24 de outubro de 2011 - Por Comunità Italiana

{mosimage}Autor de livro sobre as relações entre Brasil e Itália explica a importância da participação italiana no desenvolvimento brasileiro e as razões que levaram o país à crise por conta da ausência de lideranças

A Itália dilui-se no tecido social brasileiro: humano, cultural, artístico, econômico, empresarial. Mas “a italianidade brasileira descola-se da matriz para integrar outra identidade nacional. A derivação é distinta da origem”, destaca o historiador Amado Luiz Cervo, professor da Universidade de Brasília (UnB) e do Instituto Rio Branco, com mestrado e doutorado pela Universidade de Estrasburgo.

A questão da identidade nacional italiana e a formação da identidade nacional brasileira é o tema principal do seu livro Relações entre o Brasil e Itália – Formação da italianidade brasileira, que será apresentado este mês, em Brasília, durante o MIB (Momento Itália-Brasil). A publicação é o resultado de um longo período de estudos e análise na Itália e no Brasil que levou o professor Cervo, especializado em História Moderna e Contemporânea, a investigar sobre as diferenças entre as duas identidades.

O docente gaúcho de origens italianas (pai de Verona e mãe de Treviso) explicou à Comunità que a “identidade brasileira é multiétnica e pluricultural, ao contrário daquela italiana”.

Comunità Italiana – A identidade brasileira é uma fusão de etnias originais que demonstra homogeneidade e heterogeneidade. No caso da Europa, pode denominar-se multicultural?

Amado Cervo – A experiência do multiculturalismo na Europa falhou, então agora surgiu o culturalismo de prevalência social da etnia própria da nação. É uma experiência muito diferente da brasileira porque aqui, da convivência de diferenças culturas, resultou uma nova identidade e disso nasceu uma nova sociedade multicultural. Ao contrário, a Itália não é um pais multiétnico, muito menos multicultural. Tem uma visão muito mais radical do que os outros países: a Alemanha não quer apagar outras presenças, como a turca, da mesma forma, a França, com a presença árabe e muçulmana, a Inglaterra, com as presenças indiana e africana. Eles não querem esmagar isso, mas não sabem como resolver esse problema, onde vão chegar. E aqui se sabe, se soube sempre: é como temperar uma comida, põe tudo que fica bom! Isso é um problema sério, é um aspecto que interessa muito à Europa e que aqui tem uma experiência única no mundo, em termos de grande dimensão social, porque o Brasil é um país que chega perto de 200 milhões de habitantes.
• • • • •
Enunciado da tarefa →
Por favor, reescreva o trecho selecionado a partir de "A questão da" até "pode denominar-se multicultural?", inclusive, trocando "docente gaúcho" por "professor gaúcho".
• • • • •
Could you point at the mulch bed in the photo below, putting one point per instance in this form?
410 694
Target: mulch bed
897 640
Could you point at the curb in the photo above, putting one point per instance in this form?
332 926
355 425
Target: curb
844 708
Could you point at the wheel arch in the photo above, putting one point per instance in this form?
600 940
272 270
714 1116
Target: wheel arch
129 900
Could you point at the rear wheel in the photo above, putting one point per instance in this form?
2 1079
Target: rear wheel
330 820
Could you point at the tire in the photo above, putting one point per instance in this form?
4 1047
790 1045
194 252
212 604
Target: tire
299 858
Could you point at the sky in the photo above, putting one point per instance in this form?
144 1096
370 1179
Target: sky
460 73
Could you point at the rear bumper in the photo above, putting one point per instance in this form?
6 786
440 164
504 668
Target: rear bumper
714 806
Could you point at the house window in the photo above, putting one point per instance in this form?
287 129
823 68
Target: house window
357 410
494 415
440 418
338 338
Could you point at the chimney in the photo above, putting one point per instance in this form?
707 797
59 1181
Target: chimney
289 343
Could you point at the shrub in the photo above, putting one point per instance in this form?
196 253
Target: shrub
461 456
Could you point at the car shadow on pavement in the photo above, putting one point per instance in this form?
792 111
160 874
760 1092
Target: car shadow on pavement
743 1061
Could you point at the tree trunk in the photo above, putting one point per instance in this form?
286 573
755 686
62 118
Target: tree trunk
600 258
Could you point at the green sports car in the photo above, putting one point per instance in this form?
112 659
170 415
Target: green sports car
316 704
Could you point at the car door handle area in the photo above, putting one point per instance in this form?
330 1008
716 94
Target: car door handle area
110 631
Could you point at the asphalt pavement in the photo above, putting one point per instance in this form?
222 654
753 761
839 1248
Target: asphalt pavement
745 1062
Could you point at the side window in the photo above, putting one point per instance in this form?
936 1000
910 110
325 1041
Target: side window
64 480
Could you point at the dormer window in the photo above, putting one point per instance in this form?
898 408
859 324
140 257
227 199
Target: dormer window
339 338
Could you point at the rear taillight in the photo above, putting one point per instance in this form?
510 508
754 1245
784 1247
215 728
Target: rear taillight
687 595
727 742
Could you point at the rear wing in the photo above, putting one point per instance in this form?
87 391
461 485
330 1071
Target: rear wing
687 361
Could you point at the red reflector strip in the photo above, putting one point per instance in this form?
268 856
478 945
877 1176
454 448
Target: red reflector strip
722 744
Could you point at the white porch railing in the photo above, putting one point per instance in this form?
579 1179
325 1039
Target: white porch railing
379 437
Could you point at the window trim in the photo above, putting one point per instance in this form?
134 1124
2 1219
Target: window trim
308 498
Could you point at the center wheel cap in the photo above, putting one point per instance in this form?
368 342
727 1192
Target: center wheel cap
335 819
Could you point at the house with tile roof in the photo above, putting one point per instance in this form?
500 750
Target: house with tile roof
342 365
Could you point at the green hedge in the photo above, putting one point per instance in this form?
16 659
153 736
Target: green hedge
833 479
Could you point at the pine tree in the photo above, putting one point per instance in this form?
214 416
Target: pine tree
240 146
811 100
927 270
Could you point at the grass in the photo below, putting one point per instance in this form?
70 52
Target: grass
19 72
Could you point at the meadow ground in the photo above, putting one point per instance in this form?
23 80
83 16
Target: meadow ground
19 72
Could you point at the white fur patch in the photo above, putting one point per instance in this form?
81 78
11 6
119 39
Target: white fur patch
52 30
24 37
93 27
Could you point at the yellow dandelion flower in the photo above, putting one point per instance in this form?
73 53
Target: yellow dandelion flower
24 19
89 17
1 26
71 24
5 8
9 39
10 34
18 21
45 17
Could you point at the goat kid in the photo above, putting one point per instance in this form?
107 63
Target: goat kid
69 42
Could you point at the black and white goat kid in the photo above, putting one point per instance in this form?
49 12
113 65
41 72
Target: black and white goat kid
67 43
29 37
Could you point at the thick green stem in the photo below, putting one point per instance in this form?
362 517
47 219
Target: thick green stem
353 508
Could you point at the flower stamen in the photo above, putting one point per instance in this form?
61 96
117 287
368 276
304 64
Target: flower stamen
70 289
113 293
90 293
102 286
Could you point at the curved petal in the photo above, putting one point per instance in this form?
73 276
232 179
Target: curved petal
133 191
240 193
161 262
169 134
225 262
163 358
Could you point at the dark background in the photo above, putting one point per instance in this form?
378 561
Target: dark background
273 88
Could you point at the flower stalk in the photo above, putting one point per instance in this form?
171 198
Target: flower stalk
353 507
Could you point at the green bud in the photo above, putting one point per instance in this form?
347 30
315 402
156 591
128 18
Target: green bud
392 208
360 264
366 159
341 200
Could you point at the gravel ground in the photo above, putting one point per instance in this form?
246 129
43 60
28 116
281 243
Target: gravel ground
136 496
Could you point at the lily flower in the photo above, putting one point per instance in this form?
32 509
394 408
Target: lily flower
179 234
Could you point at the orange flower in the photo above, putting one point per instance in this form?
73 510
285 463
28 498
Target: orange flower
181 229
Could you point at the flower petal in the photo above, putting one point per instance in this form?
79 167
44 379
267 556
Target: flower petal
• • • • •
Resposta da tarefa →
A questão da identidade nacional italiana e a formação da identidade nacional brasileira é o tema principal do seu livro Relações entre o Brasil e Itália – Formação da italianidade brasileira, que será apresentado este mês, em Brasília, durante o MIB (Momento Itália-Brasil). A publicação é o resultado de um longo período de estudos e análise na Itália e no Brasil que levou o professor Cervo, especializado em História Moderna e Contemporânea, a investigar sobre as diferenças entre as duas identidades.

O professor gaúcho de origens italianas (pai de Verona e mãe de Treviso) explicou à Comunità que a “identidade brasileira é multiétnica e pluricultural, ao contrário daquela italiana”.

Comunità Italiana – A identidade brasileira é uma fusão de etnias originais que demonstra homogeneidade e heterogeneidade. No caso da Europa, pode denominar-se multicultural?